### [Task statement]
For this exercise, copy the data exactly and omit any images.

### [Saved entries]
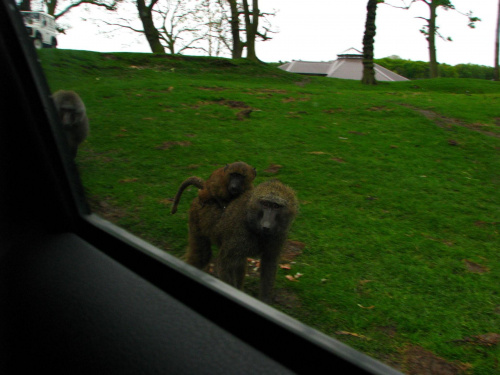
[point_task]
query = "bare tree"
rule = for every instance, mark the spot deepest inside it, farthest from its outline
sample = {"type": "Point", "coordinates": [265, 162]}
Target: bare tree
{"type": "Point", "coordinates": [368, 41]}
{"type": "Point", "coordinates": [252, 17]}
{"type": "Point", "coordinates": [168, 25]}
{"type": "Point", "coordinates": [496, 74]}
{"type": "Point", "coordinates": [255, 25]}
{"type": "Point", "coordinates": [237, 45]}
{"type": "Point", "coordinates": [213, 17]}
{"type": "Point", "coordinates": [431, 30]}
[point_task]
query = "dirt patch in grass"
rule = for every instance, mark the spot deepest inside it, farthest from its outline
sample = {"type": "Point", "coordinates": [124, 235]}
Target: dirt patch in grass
{"type": "Point", "coordinates": [475, 267]}
{"type": "Point", "coordinates": [106, 210]}
{"type": "Point", "coordinates": [170, 144]}
{"type": "Point", "coordinates": [448, 122]}
{"type": "Point", "coordinates": [273, 168]}
{"type": "Point", "coordinates": [418, 361]}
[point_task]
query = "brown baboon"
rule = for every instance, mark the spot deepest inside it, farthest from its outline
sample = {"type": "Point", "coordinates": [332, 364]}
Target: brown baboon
{"type": "Point", "coordinates": [255, 224]}
{"type": "Point", "coordinates": [73, 118]}
{"type": "Point", "coordinates": [223, 185]}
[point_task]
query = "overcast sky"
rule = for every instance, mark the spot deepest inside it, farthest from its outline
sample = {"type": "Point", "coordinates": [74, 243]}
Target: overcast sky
{"type": "Point", "coordinates": [317, 30]}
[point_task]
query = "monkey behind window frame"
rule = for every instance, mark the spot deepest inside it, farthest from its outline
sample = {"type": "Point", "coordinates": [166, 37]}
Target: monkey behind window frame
{"type": "Point", "coordinates": [223, 185]}
{"type": "Point", "coordinates": [256, 224]}
{"type": "Point", "coordinates": [73, 117]}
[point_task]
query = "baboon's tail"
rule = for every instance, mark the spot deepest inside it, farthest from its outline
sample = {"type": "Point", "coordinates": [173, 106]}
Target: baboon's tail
{"type": "Point", "coordinates": [196, 181]}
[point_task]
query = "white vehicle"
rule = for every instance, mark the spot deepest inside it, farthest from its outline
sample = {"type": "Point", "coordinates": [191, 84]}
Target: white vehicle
{"type": "Point", "coordinates": [41, 28]}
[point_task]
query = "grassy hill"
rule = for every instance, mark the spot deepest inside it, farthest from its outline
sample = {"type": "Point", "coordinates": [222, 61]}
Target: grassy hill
{"type": "Point", "coordinates": [398, 232]}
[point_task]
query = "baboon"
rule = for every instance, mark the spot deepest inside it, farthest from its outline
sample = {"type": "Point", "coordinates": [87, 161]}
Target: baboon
{"type": "Point", "coordinates": [73, 118]}
{"type": "Point", "coordinates": [255, 224]}
{"type": "Point", "coordinates": [223, 185]}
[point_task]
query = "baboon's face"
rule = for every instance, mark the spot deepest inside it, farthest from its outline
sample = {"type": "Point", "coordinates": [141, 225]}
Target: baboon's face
{"type": "Point", "coordinates": [236, 184]}
{"type": "Point", "coordinates": [69, 117]}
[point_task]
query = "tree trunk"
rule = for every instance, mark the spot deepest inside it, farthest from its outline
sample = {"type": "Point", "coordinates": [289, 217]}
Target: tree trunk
{"type": "Point", "coordinates": [431, 38]}
{"type": "Point", "coordinates": [251, 25]}
{"type": "Point", "coordinates": [150, 31]}
{"type": "Point", "coordinates": [368, 41]}
{"type": "Point", "coordinates": [237, 49]}
{"type": "Point", "coordinates": [496, 71]}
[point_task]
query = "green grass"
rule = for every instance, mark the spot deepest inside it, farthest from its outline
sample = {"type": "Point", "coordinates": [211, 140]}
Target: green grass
{"type": "Point", "coordinates": [393, 203]}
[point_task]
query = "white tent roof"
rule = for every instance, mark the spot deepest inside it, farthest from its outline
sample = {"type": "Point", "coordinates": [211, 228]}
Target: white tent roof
{"type": "Point", "coordinates": [349, 65]}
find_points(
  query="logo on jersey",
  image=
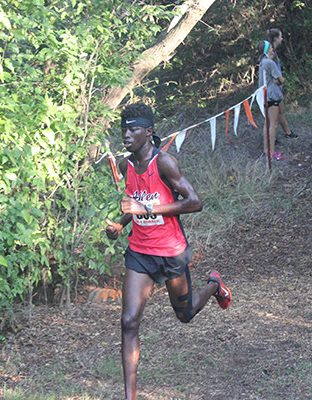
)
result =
(144, 196)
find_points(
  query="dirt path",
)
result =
(259, 349)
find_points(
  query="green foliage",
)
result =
(56, 60)
(220, 55)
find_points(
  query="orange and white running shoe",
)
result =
(223, 293)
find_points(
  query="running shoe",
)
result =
(223, 294)
(278, 156)
(292, 135)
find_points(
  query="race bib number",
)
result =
(149, 220)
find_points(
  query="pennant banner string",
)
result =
(258, 94)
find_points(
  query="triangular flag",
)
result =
(253, 99)
(179, 139)
(113, 166)
(168, 144)
(227, 116)
(213, 132)
(249, 114)
(260, 100)
(236, 117)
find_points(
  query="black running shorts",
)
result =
(160, 269)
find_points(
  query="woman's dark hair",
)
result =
(272, 34)
(261, 51)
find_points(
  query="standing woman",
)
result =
(274, 80)
(275, 37)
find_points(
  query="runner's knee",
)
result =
(130, 322)
(184, 310)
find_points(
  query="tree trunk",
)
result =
(160, 52)
(179, 28)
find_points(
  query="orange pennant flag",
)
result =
(168, 144)
(249, 114)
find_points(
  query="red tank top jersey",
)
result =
(155, 234)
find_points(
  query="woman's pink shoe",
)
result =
(278, 156)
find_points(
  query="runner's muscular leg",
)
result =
(185, 302)
(136, 289)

### [Response box]
[point_task]
query = "bare tree"
rule = for every instance, mark the spot deepest inside it, farthest from its outline
sample = {"type": "Point", "coordinates": [265, 162]}
Target: bare tree
{"type": "Point", "coordinates": [368, 41]}
{"type": "Point", "coordinates": [252, 17]}
{"type": "Point", "coordinates": [168, 25]}
{"type": "Point", "coordinates": [496, 74]}
{"type": "Point", "coordinates": [255, 25]}
{"type": "Point", "coordinates": [237, 45]}
{"type": "Point", "coordinates": [213, 17]}
{"type": "Point", "coordinates": [431, 30]}
[point_task]
query = "dirt patch in grass"
rule = for every instance, mark the spot deepest inside it, farthest from its outline
sample = {"type": "Point", "coordinates": [124, 235]}
Target: dirt patch in grass
{"type": "Point", "coordinates": [475, 267]}
{"type": "Point", "coordinates": [106, 210]}
{"type": "Point", "coordinates": [170, 144]}
{"type": "Point", "coordinates": [448, 122]}
{"type": "Point", "coordinates": [273, 168]}
{"type": "Point", "coordinates": [418, 361]}
[point_task]
query = "brown baboon"
rule = for every instance, mark the spot deepest inside it, farthest from its outline
sample = {"type": "Point", "coordinates": [332, 364]}
Target: brown baboon
{"type": "Point", "coordinates": [255, 224]}
{"type": "Point", "coordinates": [73, 118]}
{"type": "Point", "coordinates": [223, 185]}
[point_task]
query = "overcast sky"
rule = for every instance, mark the spot deepest inside it, farthest from its outline
sample = {"type": "Point", "coordinates": [74, 243]}
Target: overcast sky
{"type": "Point", "coordinates": [317, 30]}
[point_task]
query = "monkey behind window frame"
rule = for every instance, mark the spot deepest inside it, farthest from its outline
sample = {"type": "Point", "coordinates": [166, 37]}
Target: monkey behind window frame
{"type": "Point", "coordinates": [223, 185]}
{"type": "Point", "coordinates": [256, 224]}
{"type": "Point", "coordinates": [73, 117]}
[point_task]
query = "baboon's tail"
rule = for every instance, mark the spot deepest inside it, farthest from its outline
sample = {"type": "Point", "coordinates": [173, 106]}
Target: baboon's tail
{"type": "Point", "coordinates": [196, 181]}
[point_task]
query = "white vehicle"
rule = for every instance, mark the spot deepest inside it, farthest from its outline
sample = {"type": "Point", "coordinates": [191, 84]}
Target: white vehicle
{"type": "Point", "coordinates": [41, 28]}
[point_task]
query = "grassy hill"
rule = for every instance, mark the spot deepest inside it, farthest from its outline
sample = {"type": "Point", "coordinates": [222, 61]}
Target: grassy hill
{"type": "Point", "coordinates": [398, 232]}
[point_task]
query = "baboon"
rule = for every instance, mark the spot deepest inside it, farthest from its outline
sample = {"type": "Point", "coordinates": [87, 161]}
Target: baboon
{"type": "Point", "coordinates": [73, 118]}
{"type": "Point", "coordinates": [255, 224]}
{"type": "Point", "coordinates": [223, 185]}
[point_task]
query = "baboon's face"
rule = for every instance, mark the spot deepest inside it, farthest from its outline
sample = {"type": "Point", "coordinates": [141, 225]}
Target: baboon's face
{"type": "Point", "coordinates": [236, 184]}
{"type": "Point", "coordinates": [69, 117]}
[point_task]
query = "tree trunk"
rule = for every instance, mark the spot deepest inside it, farthest from its outline
sample = {"type": "Point", "coordinates": [289, 217]}
Target: tree trunk
{"type": "Point", "coordinates": [431, 38]}
{"type": "Point", "coordinates": [251, 25]}
{"type": "Point", "coordinates": [150, 31]}
{"type": "Point", "coordinates": [368, 41]}
{"type": "Point", "coordinates": [237, 49]}
{"type": "Point", "coordinates": [496, 71]}
[point_task]
query = "green grass"
rule = for every instance, mark the spot deepest inside it, farthest from its outline
sample = {"type": "Point", "coordinates": [211, 140]}
Target: green grass
{"type": "Point", "coordinates": [393, 203]}
[point_task]
query = "white tent roof"
rule = for every instance, mark the spot deepest inside it, farthest from its outline
sample = {"type": "Point", "coordinates": [211, 228]}
Target: white tent roof
{"type": "Point", "coordinates": [349, 65]}
find_points(
  query="logo on jersey",
  image=
)
result =
(144, 196)
find_points(
  query="dirt path",
)
result =
(259, 349)
find_points(
  query="green foliage",
)
result =
(56, 60)
(220, 55)
find_points(
  query="orange and white running shoe",
)
result =
(223, 293)
find_points(
  query="running shoe",
)
result =
(223, 294)
(278, 156)
(292, 135)
find_points(
  query="race bib number",
)
result =
(149, 220)
find_points(
  query="pennant banner string",
)
result =
(258, 94)
find_points(
  query="triangular flag",
)
result =
(253, 99)
(179, 139)
(113, 166)
(168, 144)
(227, 116)
(213, 132)
(249, 114)
(260, 100)
(236, 117)
find_points(
  query="black running shorts",
)
result =
(160, 269)
find_points(
  query="woman's dark hair",
)
result =
(272, 34)
(261, 51)
find_points(
  query="standing woman",
)
result =
(274, 80)
(275, 37)
find_points(
  query="runner's knee",
)
result =
(130, 322)
(184, 310)
find_points(
  query="tree trunk",
)
result =
(160, 52)
(179, 28)
find_points(
  query="orange pennant flag",
)
result =
(168, 144)
(249, 114)
find_points(
  query="red tank top jersey",
)
result =
(155, 234)
find_points(
  query="woman's pink shoe",
)
result =
(278, 156)
find_points(
  query="runner's muscular leg",
)
result =
(185, 302)
(136, 289)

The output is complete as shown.